• [INSTRUCTION A] Decide whether each statement below agrees with the passage on Saint Clare as a role model for children. Answer yes or no for each, and quote the deciding words of the passage: (i) Children will receive this message from the world. (ii) Saint Clare liked cats. (iii) Dessi Jackson wrote Saint Clare and Her Cat.
• [INSTRUCTION B] Write what comes next in the passage on Saint Clare as a role model for children, starting after its final sentence.

• [QUOTED PASSAGE]
+ + + + +

How do we teach this to our children? We want them to learn this at a very young age so that they can grow in faith and grace, joy and peace. But our children won’t get this message from the world. The world and its business often provides the opposite example, one that leads to unhappiness.

We teach our children the faith, pray together as a family, and do our best to be good examples. We also look for role models whose lives demonstrate the faith-messages we are trying to teach.

Saints can provide the role models we are looking for!

Saint Clare’s story touches people of every age…

  • her faithfulness to God’s call
  • her joy that attracted others to a life of faith
  • her trust in God no matter the challenge
  • her simple way of making the littlest daily activities a gift to God
  • her kindness that extends even to a little kitten

The author of Saint Clare and Her Cat, Dessi Jackson, really did her research for this sweet little book. It is even true that Saint Clare liked cats.

+ + + + +

• [RECORDED DATA]

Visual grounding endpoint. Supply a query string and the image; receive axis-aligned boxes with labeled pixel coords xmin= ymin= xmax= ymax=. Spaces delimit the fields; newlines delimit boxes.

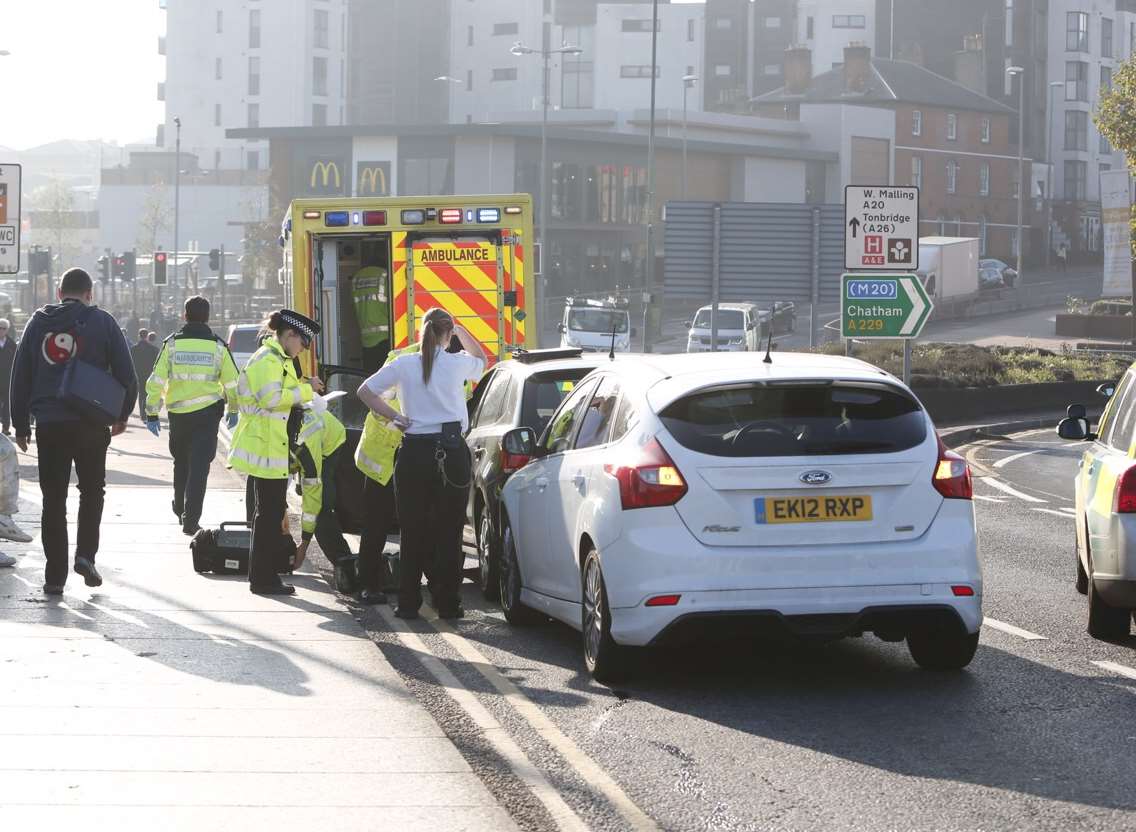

+ + + + +

• [EXERCISE RESPONSE A]
(i) No: "But our children won’t get this message from the world."
(ii) Yes: "It is even true that Saint Clare liked cats."
(iii) Yes: "The author of Saint Clare and Her Cat, Dessi Jackson, really did her research for this sweet little book."

• [EXERCISE RESPONSE B]
A little online research will pull up a few images of the saint with cats. I love this icon by Terrance Nelson. Saint Clare holds the Blessed Sacrament in her hands and cats sit at her feet. Learn more about the icon and the artist, or even get your own copy, HERE.

Book description:

On the road to San Damiano, Grandma Nonna shares with her grandson Antonio a once-upon-a-time story about Saint Clare. Full-color illustrations and a delightful tale capture the beauty and faith of Saint Clare as she pursues her vocation and embraces the joyful and simple Franciscan spirituality. Ever-appreciative of the little things, Clare’s happiness blossoms even more with her wonderful discovery of a tiny kitten.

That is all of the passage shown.